» **EXTRAIT PROPOSÉ**:
»»

Une nomenclature des actes médicaux obsolète qui étouffe le secteur médical libéral au Maroc
Par Dr Anwar CHERKAOUI
Expert en communication médicale et journalisme de santé
Au Maroc, le malaise du secteur de la santé privée ne vient pas seulement du « noir » qui circule dans certaines transactions, mais d’une nomenclature tarifaire totalement dépassée.
Cette tarification, héritée d’une autre époque, ne correspond plus ni aux réalités économiques, ni au coût réel des soins, ni à l’évolution technologique des actes médicaux.
Prenons un exemple concret : une journée d’hospitalisation en vue d’un acte chirurgical, est encore cotée à 550 dirhams.

Après déduction des consommables (250 DH) et des repas (150 DH), il reste à peine 150 dirhams à partager entre la clinique, le médecin et l’infirmier.
En réanimation, la situation devient absurde : 1 500 dirhams pour ventiler un patient alors que deux bouteilles d’oxygène coûtent déjà 1 200 dirhams.
Face à cette équation impossible, les cliniques se retrouvent prises au piège :
Si elles facturent correctement les actes, la CNOPS et la CNSS refusent de rembourser les patients au motif de dépassement d’honoraires ;
Si elles contournent partiellement le système pour aider le malade, elles risquent la déconvention, une sanction lourde qui peut les exclure du réseau des établissements agréés.
Plus grave encore : toute tentative de transparence – par exemple, déclarer un supplément justifié et imposé – est systématiquement rejetée par les organismes payeurs.
Résultat : les établissements privés oscillent entre deux choix douloureux : refuser le patient ou bricoler pour survivre.
Cette situation n’est pas une dérive morale, mais un cri d’alarme économique.
Tant que l’État n’actualisera pas la nomenclature nationale des actes médicaux, chirurgicaux et biologiques, le système restera bancal : les praticiens seront accusés de pratiquer le noir, les mutuelles se retrancheront derrière leurs barèmes, et les patients continueront à payer le prix fort – sonnant et trébuchant.
Il est temps de remettre à plat cette architecture tarifaire archaïque et d’instaurer une tarification réaliste, transparente et équilibrée, qui respecte à la fois le droit du patient à être remboursé et le droit du médecin à vivre dignement de son métier.

««

» **CONSIGNES DE TRAVAIL**:
a - D'après l'extrait sur la nomenclature des actes médicaux au Maroc, à quel montant une journée d'hospitalisation en vue d'un acte chirurgical est-elle encore cotée ?
b - Recopiez à l'identique le passage de l'extrait sur la nomenclature des actes médicaux qui s'ouvre sur les mots contenant « Une nomenclature des » et se clôt sur « des actes médicaux. ».
c - Résumez en deux phrases l'extrait sur la nomenclature des actes médicaux au Maroc.

» **DONNÉES FOURNIES**:
»»

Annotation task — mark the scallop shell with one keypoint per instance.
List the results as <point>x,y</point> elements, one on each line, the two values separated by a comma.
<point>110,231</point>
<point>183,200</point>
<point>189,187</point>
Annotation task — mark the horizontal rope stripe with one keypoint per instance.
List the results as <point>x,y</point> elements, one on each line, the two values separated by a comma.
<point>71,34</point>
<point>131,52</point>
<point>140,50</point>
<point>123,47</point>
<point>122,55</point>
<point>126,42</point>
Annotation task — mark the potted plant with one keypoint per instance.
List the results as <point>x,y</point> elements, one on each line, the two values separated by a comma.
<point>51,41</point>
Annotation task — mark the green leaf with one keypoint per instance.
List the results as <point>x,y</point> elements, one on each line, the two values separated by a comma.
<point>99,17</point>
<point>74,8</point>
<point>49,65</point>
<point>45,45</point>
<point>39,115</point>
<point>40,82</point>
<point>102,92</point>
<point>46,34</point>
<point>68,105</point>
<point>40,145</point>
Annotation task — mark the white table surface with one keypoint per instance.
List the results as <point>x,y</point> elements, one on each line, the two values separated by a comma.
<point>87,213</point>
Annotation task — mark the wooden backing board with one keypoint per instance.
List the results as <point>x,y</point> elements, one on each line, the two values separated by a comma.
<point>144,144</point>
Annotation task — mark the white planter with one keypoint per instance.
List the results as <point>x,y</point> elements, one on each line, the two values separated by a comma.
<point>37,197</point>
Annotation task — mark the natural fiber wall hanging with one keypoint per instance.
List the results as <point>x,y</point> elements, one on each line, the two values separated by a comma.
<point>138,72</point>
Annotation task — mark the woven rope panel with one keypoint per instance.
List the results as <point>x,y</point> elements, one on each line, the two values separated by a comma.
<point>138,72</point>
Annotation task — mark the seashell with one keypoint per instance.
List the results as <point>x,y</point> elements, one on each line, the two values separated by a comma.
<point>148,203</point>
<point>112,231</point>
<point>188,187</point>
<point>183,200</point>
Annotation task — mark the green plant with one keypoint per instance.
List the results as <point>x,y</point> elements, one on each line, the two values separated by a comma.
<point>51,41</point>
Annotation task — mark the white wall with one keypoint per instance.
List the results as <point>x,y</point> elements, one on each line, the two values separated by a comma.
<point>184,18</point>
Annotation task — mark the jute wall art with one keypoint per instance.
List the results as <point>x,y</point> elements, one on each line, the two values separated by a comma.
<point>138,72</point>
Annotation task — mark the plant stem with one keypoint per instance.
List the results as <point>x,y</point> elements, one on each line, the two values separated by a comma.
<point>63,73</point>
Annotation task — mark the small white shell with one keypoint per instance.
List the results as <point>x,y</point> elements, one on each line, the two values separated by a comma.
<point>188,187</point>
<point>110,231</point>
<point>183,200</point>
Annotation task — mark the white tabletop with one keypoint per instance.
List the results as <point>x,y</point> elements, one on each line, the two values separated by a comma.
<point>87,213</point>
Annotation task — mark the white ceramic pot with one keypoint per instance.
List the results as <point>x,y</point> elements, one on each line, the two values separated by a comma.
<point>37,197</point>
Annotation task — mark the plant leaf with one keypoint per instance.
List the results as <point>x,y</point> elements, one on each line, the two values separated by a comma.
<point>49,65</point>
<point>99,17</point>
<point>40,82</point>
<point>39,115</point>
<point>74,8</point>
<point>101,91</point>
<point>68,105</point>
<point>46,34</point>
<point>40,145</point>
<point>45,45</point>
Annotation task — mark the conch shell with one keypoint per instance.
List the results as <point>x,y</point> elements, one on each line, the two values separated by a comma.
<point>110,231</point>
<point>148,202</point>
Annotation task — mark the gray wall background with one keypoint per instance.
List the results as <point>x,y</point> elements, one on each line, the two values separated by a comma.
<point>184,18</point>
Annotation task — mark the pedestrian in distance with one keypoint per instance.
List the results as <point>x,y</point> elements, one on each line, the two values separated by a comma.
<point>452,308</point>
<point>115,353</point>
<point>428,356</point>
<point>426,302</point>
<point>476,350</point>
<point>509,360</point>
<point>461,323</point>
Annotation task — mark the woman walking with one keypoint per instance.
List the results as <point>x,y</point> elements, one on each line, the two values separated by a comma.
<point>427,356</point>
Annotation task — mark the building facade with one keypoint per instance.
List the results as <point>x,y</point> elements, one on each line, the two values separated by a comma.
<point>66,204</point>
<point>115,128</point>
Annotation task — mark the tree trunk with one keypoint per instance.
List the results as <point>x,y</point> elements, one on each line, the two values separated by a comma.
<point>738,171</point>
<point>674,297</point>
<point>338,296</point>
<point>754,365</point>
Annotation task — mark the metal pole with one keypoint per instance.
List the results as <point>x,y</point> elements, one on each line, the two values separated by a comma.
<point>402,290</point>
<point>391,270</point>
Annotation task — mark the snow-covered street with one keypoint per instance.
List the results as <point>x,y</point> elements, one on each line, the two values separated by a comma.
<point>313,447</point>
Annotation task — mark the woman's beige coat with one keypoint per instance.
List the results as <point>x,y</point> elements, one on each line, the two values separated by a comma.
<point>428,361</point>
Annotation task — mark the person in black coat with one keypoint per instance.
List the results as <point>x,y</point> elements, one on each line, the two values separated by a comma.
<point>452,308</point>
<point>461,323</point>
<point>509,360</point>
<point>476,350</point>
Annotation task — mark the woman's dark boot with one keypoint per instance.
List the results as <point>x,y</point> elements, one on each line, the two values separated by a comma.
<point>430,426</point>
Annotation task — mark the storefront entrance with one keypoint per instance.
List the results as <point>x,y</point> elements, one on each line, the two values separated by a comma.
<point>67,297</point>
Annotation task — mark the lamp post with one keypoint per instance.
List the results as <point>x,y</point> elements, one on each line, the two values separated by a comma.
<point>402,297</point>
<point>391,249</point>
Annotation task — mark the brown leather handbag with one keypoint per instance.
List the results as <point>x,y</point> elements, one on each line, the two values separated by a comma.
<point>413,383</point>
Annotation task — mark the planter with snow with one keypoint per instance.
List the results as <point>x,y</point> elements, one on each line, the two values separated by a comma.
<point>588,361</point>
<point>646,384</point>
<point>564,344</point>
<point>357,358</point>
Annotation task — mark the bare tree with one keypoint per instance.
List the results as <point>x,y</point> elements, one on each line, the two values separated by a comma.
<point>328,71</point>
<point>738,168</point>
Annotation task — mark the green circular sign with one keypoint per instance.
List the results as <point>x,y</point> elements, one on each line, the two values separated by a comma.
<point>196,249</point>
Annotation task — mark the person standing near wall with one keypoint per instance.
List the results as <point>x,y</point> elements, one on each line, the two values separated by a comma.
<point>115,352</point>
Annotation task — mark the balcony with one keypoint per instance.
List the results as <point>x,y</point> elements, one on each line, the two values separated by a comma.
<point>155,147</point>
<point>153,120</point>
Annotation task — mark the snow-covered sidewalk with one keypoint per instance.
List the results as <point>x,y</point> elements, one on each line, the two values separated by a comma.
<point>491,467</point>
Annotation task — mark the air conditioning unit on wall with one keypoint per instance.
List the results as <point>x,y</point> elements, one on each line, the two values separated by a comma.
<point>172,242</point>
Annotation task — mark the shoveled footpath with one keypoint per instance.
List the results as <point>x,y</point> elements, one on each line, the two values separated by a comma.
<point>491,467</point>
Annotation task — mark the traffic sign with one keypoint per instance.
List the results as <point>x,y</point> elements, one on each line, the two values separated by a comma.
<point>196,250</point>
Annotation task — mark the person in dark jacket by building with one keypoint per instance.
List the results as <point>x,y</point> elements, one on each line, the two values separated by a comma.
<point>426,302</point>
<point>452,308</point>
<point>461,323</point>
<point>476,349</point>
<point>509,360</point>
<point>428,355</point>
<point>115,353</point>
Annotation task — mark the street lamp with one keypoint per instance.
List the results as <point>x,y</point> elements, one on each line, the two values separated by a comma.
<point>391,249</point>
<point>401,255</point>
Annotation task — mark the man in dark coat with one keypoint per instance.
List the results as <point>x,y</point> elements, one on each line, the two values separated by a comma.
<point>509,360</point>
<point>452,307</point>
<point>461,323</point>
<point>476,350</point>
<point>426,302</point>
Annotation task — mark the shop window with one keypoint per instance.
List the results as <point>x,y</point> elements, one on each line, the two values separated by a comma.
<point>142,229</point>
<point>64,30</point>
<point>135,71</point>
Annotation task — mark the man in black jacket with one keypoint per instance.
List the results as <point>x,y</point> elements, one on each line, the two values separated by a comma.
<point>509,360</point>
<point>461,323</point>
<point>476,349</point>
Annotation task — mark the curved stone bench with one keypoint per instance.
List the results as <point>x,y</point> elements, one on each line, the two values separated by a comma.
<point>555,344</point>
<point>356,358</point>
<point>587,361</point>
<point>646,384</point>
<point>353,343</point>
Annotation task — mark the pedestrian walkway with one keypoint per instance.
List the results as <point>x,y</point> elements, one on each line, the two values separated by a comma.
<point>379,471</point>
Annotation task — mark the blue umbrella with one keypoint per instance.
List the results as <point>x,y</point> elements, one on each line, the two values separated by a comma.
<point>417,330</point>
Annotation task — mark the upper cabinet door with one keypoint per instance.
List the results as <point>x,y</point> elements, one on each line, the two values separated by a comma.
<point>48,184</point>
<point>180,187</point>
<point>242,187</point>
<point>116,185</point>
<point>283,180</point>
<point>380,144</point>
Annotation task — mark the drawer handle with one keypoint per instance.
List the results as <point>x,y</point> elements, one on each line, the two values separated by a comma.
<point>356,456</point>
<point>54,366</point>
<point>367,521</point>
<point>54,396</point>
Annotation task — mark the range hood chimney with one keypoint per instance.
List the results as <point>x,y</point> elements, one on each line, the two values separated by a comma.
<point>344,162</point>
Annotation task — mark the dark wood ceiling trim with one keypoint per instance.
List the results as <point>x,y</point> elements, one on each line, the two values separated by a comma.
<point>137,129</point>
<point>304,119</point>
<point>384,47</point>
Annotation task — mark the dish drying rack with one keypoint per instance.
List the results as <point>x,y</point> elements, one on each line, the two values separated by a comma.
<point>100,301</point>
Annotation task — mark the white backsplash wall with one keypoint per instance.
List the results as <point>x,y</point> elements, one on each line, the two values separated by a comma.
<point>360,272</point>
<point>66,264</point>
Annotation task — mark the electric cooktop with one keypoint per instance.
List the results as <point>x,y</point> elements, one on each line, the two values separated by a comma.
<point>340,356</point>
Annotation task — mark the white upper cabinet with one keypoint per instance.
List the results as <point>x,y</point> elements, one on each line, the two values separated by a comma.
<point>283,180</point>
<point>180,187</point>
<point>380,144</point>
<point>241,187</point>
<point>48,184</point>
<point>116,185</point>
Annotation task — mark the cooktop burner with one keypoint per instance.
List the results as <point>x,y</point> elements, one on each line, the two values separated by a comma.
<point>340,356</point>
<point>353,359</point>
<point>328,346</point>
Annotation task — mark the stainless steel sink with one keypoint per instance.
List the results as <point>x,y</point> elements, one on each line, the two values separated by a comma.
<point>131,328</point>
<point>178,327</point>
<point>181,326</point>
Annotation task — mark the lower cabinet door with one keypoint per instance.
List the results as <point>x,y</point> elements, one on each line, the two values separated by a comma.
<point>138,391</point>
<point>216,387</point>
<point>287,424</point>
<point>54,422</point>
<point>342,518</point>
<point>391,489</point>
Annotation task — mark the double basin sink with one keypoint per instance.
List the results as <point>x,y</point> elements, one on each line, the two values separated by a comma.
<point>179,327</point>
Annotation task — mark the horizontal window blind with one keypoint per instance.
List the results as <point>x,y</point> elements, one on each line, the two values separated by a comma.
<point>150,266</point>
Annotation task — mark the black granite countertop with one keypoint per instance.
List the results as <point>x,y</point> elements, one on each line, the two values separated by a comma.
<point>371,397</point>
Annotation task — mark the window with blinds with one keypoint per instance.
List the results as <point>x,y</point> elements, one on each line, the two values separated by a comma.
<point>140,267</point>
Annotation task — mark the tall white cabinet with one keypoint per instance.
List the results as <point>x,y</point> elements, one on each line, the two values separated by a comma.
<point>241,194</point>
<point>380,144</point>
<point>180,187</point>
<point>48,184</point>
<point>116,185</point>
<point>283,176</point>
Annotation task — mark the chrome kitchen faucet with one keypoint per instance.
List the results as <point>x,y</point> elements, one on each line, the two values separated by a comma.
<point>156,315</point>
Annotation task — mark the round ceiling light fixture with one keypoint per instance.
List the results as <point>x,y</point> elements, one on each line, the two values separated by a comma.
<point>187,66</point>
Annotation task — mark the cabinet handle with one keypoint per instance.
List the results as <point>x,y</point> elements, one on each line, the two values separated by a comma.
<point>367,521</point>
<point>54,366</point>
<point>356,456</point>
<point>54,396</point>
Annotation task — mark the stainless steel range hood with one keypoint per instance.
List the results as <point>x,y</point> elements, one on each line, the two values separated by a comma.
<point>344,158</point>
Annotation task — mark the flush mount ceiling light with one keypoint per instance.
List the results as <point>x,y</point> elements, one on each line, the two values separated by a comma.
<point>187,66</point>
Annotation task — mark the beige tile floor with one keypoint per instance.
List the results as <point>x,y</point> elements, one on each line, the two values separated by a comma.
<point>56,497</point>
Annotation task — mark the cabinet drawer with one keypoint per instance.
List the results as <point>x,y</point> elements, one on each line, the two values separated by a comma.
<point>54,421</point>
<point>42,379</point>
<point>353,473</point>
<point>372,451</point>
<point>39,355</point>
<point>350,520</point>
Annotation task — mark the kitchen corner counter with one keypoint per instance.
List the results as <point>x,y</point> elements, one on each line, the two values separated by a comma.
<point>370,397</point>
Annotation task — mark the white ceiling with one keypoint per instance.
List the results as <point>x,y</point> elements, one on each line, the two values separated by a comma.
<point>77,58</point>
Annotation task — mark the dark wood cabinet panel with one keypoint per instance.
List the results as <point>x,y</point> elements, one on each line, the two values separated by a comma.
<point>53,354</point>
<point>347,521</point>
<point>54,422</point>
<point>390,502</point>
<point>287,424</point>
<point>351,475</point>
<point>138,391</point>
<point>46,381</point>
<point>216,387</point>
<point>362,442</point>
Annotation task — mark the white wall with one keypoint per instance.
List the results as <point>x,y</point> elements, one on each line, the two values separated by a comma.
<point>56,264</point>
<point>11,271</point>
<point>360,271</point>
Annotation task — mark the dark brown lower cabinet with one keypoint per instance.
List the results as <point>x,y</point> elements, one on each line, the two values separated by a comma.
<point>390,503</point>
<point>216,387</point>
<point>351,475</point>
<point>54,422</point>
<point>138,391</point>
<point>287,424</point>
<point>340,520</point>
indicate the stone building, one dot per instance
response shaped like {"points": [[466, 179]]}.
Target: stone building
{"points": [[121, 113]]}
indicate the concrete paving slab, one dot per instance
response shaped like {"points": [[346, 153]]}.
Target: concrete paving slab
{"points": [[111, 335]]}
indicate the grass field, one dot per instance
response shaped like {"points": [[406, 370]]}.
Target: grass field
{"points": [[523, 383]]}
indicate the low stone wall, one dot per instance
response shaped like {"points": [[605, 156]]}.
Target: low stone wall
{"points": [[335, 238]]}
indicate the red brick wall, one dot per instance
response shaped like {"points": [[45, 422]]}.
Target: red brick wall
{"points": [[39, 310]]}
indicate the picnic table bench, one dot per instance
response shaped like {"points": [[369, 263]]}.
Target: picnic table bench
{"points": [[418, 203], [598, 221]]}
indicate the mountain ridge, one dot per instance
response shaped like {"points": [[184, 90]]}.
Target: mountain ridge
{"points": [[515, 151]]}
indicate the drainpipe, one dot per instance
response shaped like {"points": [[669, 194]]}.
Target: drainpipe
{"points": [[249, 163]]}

««

» **CORRIGÉ DE L'EXERCICE**:
a - Elle est encore cotée à 550 dirhams.

b -
Une nomenclature des actes médicaux obsolète qui étouffe le secteur médical libéral au Maroc
Par Dr Anwar CHERKAOUI
Expert en communication médicale et journalisme de santé
Au Maroc, le malaise du secteur de la santé privée ne vient pas seulement du « noir » qui circule dans certaines transactions, mais d’une nomenclature tarifaire totalement dépassée.
Cette tarification, héritée d’une autre époque, ne correspond plus ni aux réalités économiques, ni au coût réel des soins, ni à l’évolution technologique des actes médicaux.

c - Au Maroc, la nomenclature tarifaire des actes médicaux, héritée d'une autre époque, ne correspond plus au coût réel des soins. Les cliniques privées sont donc prises au piège entre le refus de remboursement de la CNOPS et de la CNSS et le risque de déconvention, et l'extrait appelle l'État à instaurer une tarification réaliste, transparente et équilibrée.